To be done » From the data below, pull out each line that contains the word "antelope" and copy those lines.

Records in a dataset
··········
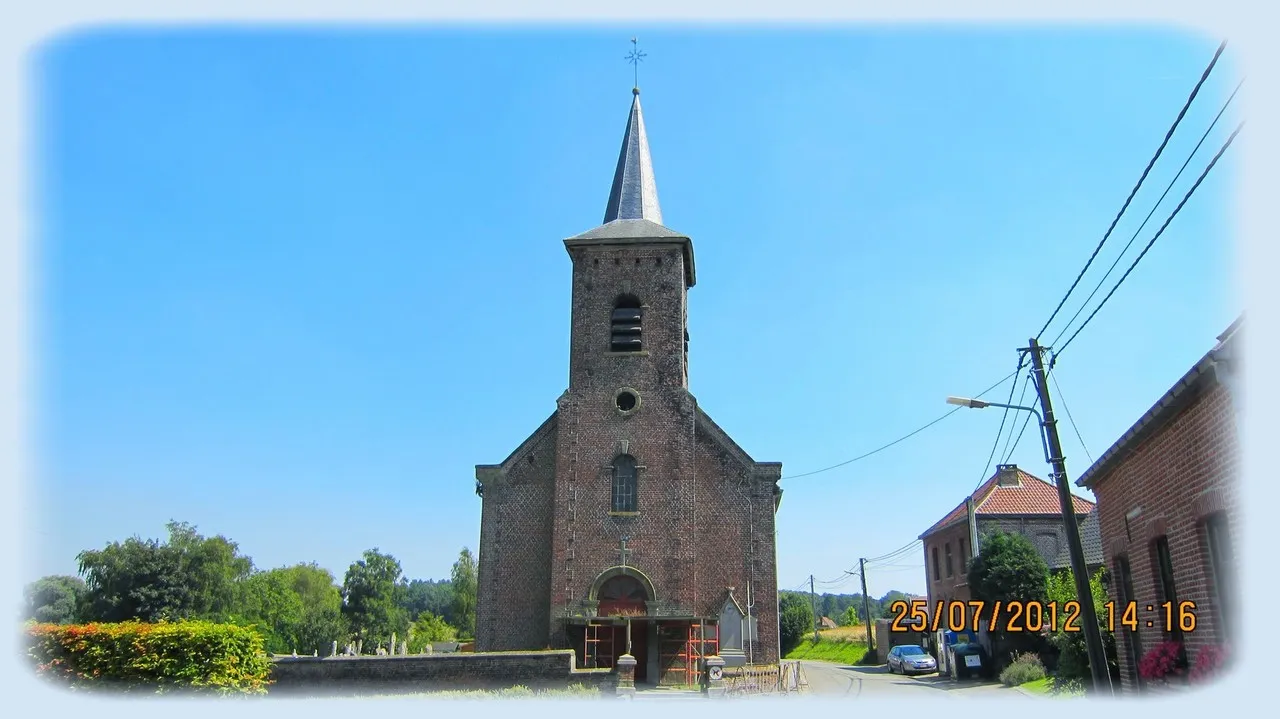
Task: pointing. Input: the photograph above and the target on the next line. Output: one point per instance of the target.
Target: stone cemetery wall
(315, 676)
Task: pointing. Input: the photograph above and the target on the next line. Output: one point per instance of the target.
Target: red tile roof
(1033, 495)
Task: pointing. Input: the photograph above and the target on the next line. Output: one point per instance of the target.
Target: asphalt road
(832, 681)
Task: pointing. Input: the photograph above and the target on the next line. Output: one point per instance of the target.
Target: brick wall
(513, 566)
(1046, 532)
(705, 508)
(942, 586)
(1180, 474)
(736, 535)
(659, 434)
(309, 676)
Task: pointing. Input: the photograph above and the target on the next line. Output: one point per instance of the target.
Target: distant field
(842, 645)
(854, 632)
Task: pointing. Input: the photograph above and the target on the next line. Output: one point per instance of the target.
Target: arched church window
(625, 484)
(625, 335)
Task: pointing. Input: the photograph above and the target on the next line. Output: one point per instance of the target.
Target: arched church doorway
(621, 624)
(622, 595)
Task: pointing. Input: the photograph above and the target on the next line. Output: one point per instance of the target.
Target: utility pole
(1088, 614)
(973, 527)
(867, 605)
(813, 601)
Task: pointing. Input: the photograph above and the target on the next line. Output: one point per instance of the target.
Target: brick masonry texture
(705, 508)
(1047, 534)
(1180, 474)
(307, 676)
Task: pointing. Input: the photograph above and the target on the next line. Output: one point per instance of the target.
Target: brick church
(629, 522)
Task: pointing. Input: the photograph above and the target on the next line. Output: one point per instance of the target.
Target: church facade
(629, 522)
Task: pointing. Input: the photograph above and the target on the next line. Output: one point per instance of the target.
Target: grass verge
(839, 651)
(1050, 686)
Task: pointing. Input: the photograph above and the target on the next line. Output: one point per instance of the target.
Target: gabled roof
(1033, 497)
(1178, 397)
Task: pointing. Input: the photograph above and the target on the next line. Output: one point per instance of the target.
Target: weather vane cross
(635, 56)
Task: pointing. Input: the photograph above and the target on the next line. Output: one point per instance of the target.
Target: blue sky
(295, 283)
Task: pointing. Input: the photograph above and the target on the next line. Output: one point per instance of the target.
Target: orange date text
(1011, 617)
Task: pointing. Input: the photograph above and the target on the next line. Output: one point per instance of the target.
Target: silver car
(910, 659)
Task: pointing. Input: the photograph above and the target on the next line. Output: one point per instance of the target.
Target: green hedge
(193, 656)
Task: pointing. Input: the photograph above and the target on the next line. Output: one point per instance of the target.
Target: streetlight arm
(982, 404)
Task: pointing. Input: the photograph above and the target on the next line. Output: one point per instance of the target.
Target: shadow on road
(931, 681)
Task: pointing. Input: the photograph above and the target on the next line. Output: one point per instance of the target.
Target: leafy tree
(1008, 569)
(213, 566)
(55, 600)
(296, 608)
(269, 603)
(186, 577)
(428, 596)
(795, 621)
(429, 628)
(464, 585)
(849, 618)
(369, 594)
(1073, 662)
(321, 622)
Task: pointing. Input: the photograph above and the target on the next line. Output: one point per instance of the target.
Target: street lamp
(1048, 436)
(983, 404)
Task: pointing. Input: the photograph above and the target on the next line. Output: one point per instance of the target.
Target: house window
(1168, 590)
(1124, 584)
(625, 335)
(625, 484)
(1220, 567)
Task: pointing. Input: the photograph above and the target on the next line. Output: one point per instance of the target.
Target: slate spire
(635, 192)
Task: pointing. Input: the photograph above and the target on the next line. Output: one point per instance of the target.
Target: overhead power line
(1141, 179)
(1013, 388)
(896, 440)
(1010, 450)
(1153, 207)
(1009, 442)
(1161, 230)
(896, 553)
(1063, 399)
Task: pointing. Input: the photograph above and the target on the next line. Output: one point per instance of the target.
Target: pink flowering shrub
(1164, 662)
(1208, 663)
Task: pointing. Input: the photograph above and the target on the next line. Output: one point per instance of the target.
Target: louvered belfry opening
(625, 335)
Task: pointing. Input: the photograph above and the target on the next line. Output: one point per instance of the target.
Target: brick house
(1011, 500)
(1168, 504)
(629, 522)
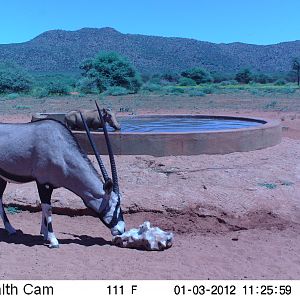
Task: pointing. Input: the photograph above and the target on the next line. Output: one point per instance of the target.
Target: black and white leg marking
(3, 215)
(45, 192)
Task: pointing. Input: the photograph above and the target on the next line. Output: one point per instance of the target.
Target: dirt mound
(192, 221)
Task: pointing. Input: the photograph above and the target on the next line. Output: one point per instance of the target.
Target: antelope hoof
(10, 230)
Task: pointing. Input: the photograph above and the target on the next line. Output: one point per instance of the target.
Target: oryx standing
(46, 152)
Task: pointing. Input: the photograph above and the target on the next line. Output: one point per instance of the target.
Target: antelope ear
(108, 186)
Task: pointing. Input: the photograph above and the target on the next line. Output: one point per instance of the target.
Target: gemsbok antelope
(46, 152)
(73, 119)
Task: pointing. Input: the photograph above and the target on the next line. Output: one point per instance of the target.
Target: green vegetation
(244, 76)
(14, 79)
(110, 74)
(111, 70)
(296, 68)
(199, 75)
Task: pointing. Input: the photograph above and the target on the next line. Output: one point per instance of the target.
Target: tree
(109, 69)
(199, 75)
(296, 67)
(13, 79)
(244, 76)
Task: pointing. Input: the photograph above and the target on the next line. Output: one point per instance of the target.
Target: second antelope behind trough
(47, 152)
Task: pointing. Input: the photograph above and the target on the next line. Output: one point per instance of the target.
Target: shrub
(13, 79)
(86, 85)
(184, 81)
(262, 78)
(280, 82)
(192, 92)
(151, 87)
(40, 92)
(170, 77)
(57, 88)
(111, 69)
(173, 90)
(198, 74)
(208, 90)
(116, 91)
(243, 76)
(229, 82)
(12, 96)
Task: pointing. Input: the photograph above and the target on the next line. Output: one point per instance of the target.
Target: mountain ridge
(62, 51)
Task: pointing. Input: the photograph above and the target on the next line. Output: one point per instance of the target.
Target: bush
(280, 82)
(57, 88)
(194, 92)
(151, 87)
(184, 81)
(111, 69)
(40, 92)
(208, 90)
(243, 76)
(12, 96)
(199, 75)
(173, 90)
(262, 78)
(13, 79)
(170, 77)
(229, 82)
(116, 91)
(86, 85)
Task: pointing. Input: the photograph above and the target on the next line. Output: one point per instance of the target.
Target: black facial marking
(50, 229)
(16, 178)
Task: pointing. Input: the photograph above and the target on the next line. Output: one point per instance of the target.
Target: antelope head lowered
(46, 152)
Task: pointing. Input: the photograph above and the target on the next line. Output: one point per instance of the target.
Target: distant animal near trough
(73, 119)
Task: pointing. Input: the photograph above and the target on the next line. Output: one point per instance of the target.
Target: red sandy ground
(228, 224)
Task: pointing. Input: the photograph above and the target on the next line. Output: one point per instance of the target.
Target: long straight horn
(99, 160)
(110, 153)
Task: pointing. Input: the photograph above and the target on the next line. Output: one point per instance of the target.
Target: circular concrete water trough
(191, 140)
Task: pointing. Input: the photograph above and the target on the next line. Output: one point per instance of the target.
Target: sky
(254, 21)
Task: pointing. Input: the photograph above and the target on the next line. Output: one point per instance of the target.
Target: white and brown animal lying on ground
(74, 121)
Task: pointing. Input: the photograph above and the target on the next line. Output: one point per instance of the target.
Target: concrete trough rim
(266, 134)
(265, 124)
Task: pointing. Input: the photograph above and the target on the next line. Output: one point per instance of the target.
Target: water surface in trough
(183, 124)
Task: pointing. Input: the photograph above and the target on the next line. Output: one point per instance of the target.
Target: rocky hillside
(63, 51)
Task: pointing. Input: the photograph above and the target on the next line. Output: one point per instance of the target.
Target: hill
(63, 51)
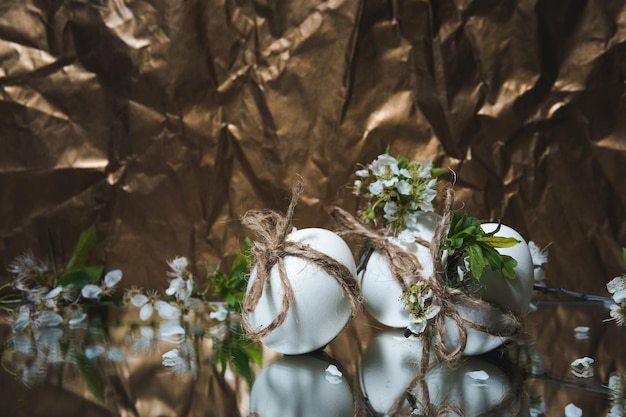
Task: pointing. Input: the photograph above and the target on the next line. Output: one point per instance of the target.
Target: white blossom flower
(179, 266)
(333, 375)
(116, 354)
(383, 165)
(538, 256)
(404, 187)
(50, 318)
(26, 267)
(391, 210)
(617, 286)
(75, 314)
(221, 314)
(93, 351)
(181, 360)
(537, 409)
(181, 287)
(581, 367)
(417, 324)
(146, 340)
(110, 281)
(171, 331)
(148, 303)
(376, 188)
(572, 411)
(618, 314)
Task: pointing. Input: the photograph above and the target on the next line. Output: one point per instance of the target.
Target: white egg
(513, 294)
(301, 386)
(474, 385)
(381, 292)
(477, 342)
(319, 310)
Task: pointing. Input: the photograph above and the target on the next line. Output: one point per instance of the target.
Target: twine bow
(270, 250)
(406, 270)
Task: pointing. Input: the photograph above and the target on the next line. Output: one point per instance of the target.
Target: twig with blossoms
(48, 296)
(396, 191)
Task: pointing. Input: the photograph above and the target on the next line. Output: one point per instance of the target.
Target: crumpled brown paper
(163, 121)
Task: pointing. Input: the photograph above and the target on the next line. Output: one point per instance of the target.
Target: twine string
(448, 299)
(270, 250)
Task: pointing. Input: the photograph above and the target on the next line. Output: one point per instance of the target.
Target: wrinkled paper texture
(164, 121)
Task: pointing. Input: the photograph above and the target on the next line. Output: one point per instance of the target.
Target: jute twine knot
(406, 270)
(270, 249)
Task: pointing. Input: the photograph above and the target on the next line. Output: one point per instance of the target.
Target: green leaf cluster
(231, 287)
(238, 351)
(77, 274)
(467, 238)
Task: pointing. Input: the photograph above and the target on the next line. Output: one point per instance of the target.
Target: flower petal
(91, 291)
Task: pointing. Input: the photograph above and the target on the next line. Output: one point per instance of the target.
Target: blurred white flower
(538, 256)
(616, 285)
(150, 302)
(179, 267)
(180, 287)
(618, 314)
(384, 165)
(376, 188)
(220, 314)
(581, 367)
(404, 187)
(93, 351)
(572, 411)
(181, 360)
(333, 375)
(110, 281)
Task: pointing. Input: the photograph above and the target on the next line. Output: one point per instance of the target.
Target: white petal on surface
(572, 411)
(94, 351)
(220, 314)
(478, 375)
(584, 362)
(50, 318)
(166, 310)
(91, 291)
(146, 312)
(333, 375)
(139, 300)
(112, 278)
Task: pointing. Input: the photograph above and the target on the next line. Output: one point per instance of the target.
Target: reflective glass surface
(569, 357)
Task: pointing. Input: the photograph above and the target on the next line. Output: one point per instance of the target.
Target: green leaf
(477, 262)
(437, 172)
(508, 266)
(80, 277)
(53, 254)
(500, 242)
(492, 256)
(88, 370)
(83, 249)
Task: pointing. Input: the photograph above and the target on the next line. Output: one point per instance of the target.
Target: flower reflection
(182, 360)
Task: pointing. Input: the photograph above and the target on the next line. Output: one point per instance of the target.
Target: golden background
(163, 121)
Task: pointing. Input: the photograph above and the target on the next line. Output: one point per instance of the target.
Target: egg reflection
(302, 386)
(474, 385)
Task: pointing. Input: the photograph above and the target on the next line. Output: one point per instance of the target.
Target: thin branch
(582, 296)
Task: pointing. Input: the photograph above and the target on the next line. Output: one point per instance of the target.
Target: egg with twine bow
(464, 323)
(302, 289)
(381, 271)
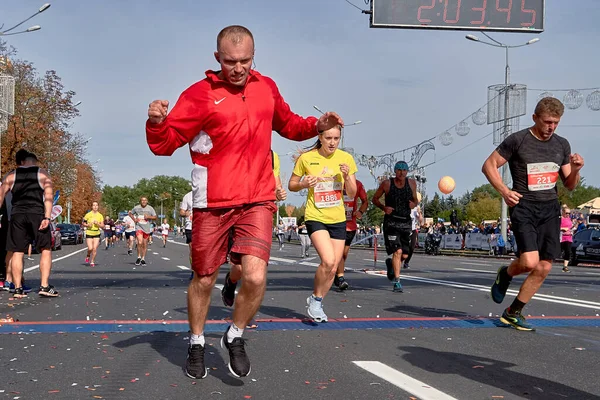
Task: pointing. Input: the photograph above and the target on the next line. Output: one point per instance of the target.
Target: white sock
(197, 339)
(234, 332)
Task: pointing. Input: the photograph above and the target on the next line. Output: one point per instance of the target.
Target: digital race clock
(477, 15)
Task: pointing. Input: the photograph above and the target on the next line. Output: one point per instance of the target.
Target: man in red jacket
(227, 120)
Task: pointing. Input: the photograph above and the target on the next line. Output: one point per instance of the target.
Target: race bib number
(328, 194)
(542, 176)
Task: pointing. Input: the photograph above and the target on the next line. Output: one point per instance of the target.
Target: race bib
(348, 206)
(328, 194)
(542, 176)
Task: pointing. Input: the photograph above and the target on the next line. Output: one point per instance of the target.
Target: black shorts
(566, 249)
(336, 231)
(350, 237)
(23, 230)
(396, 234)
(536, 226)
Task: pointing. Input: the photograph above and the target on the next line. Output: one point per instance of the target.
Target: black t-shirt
··········
Task answer »
Target: antelope hoof
Target: antelope ear
Target: gemsbok antelope
Target: second antelope behind trough
Target: antelope head lowered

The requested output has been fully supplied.